-- Text segment --

# Belly Dancing



## Largent (Apr 24, 2012)

I love belly dancing. Let me share a video I saw yesterday for the first time.

http://www.youtube.com/watch?v=VohAxpboJAs

I hope you enjoy it!


----------



## Webmaster (Apr 25, 2012)

Very nice. 

And made me remind of the Fatimas, the all-fat LA-based belly dancer group that was once even on the cover and featured in Dimensions. They didn't have 1080p HD video back then, but the footage is still wonderful. 

http://www.youtube.com/watch?v=7JsN3Y1cXI8


----------



## pegz (Apr 25, 2012)

Webmaster said:


> Very nice.
> 
> And made me remind of the Fatimas, the all-fat LA-based belly dancer group that was once even on the cover and featured in Dimensions. They didn't have 1080p HD video back then, but the footage is still wonderful.
> 
> http://www.youtube.com/watch?v=7JsN3Y1cXI8



Wow! I love this!


----------



## musicman (Apr 28, 2012)

Webmaster said:


> Very nice.
> 
> And made me remind of the Fatimas, the all-fat LA-based belly dancer group that was once even on the cover and featured in Dimensions. They didn't have 1080p HD video back then, but the footage is still wonderful.
> 
> http://www.youtube.com/watch?v=7JsN3Y1cXI8




That's a wonderful video. The Fatimas recently put out a DVD. It includes new video of both instruction and performance. Highly recommended! (At least by this FA.) Go to this site for more info: http://www.plussizequalitycostumes.com

Here are a couple of pics I took of the Fatimas at the 1998 NAAFA convention in LA. (Sorry for the poor quality. They are scanned from prints.) 

View attachment fatimas_1998_1.jpg


View attachment fatimas_1998_2.jpg


----------



## musicman (Apr 28, 2012)

-- Task list --
- 1) From the belly dancing thread, extract the passage that begins at the words "# Belly Dancing" and stops after the words "you enjoy it!".
- 2) In the belly dancing thread, at what event did musicman take the pictures of the Fatimas?
- 3) Proceed with the belly dancing thread from the point where it stops.

-- Data extract --
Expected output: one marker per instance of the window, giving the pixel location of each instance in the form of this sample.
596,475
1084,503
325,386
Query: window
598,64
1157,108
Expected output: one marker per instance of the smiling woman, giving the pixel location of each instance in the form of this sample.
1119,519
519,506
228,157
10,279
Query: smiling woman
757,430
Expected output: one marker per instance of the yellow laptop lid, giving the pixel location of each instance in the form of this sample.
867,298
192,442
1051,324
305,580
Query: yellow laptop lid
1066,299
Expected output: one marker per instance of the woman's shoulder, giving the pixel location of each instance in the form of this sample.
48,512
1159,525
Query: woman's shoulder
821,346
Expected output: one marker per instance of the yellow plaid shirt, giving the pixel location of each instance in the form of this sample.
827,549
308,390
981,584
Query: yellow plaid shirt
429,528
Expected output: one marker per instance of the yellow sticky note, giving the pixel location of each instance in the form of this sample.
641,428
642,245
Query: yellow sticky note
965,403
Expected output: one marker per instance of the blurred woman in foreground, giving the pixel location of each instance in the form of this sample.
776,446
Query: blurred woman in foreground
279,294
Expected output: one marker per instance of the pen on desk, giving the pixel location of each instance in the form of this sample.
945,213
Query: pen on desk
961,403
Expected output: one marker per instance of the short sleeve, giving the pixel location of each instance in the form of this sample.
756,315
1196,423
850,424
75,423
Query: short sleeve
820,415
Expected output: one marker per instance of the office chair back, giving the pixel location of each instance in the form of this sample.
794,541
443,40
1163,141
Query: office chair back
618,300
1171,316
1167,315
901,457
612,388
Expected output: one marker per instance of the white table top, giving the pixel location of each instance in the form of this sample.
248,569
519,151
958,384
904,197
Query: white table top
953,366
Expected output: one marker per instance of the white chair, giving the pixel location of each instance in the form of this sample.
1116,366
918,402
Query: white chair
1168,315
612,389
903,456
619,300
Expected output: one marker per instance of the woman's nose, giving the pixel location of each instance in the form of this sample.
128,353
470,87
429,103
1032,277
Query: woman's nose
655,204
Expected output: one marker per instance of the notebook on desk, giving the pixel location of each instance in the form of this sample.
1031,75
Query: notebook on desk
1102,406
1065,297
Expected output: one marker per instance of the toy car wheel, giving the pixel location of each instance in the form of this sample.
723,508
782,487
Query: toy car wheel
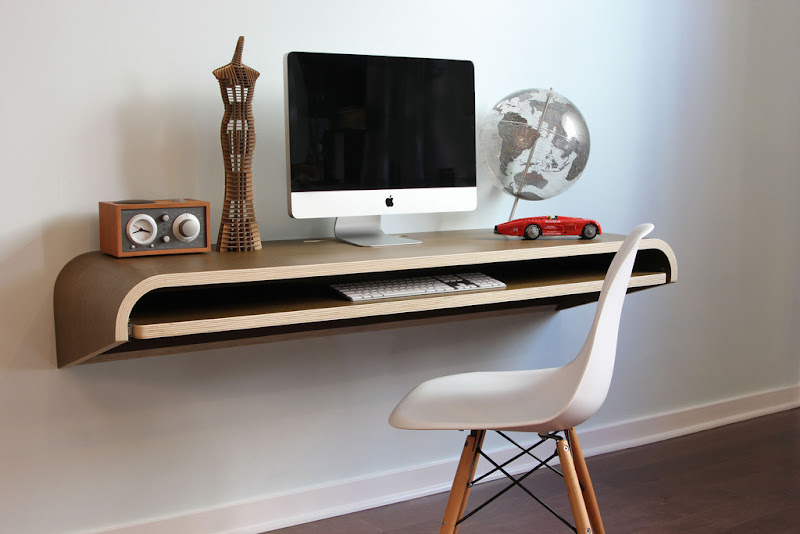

-- Responses --
- 1)
# Belly Dancing



## Largent (Apr 24, 2012)

I love belly dancing. Let me share a video I saw yesterday for the first time.

http://www.youtube.com/watch?v=VohAxpboJAs

I hope you enjoy it!

- 2) At the 1998 NAAFA convention in LA.

- 3)
Here is another beautiful SSBBW belly dancer: 

http://www.youtube.com/watch?v=Ph11dpQEIZc

She has YouTube videos where she dances to several different types of music: African, American blues, calypso, and others. Enjoy!


----------



## Ned Sonntag (May 4, 2012)

http://youtu.be/WdvuytpZJd8 Anna:smitten: rocks...:eat2: very Vegas-y take on bellydancing:bounce: but you know she's visited:batting: DIMz...


----------



## Largent (May 5, 2012)

Good to see some interest and enjoyment! Here's another dance:
http://www.youtube.com/watch?v=5c-Z7q4e9ZE


----------



## BigBootyAsshley (May 17, 2012)

Thanks for sharing the video clips......I love them all! This makes me want to find a bbw friendly belly dancing group even more! The dances, costumes and women are all so beautiful! I think I've found my new hobby!


----------



## Kaiserin (May 21, 2012)

This clip inspired me to watch some others on YT, and I have to say that I'm getting really sick and tired of the nasty hate-filled comments I see directed at plus size dancers. The dance was practically MADE for bigger ladies (pregnant or otherwise.)

Either way, found some great vids. of bigger ladies shakin' their thangs.  Makes me want to get back into belly dance again..haven't in years.


----------



## Largent (Jul 20, 2012)

Here is another fun video!
http://www.youtube.com/watch?v=8pJRgUQVra8&feature=player_embedded#!


----------



## wtchmel (Jul 28, 2012)

love this video! I love shit like this, makes me feel good. I have a couple of friends that used to dance with a troupe called 'fat chance belly dancing' (years ago). One of them, a beautiful fat woman, now teaches and has a troupe in ireland, so inspiring.


----------



## LifeTraveller (Jul 28, 2012)

The point is. . . How can it be a belly dance if the dancer has no "belly"? This type of dance is lost on very thin women, it's the movement of the body, and the control of that movement that shows the skill of the dancer. There needs to be more than wiggle, there needs to be jiggle! These ladies indeed show how well those motions can be controlled and made even more delightful. The rolling movements of the body, particularly the hips, and tummy are breathtaking. . Yeah I'm a fan. .had a dear friend that taught belly dancing many years ago. .Whenever she had a new "routine" I was fortunate enough to be the first person to see it..


----------



## Steve373 (Nov 2, 2013)

musicman said:


> Here is another beautiful SSBBW belly dancer:
> 
> http://www.youtube.com/watch?v=Ph11dpQEIZc
> 
> She has YouTube videos where she dances to several different types of music: African, American blues, calypso, and others. Enjoy!



she has very nice backrolls !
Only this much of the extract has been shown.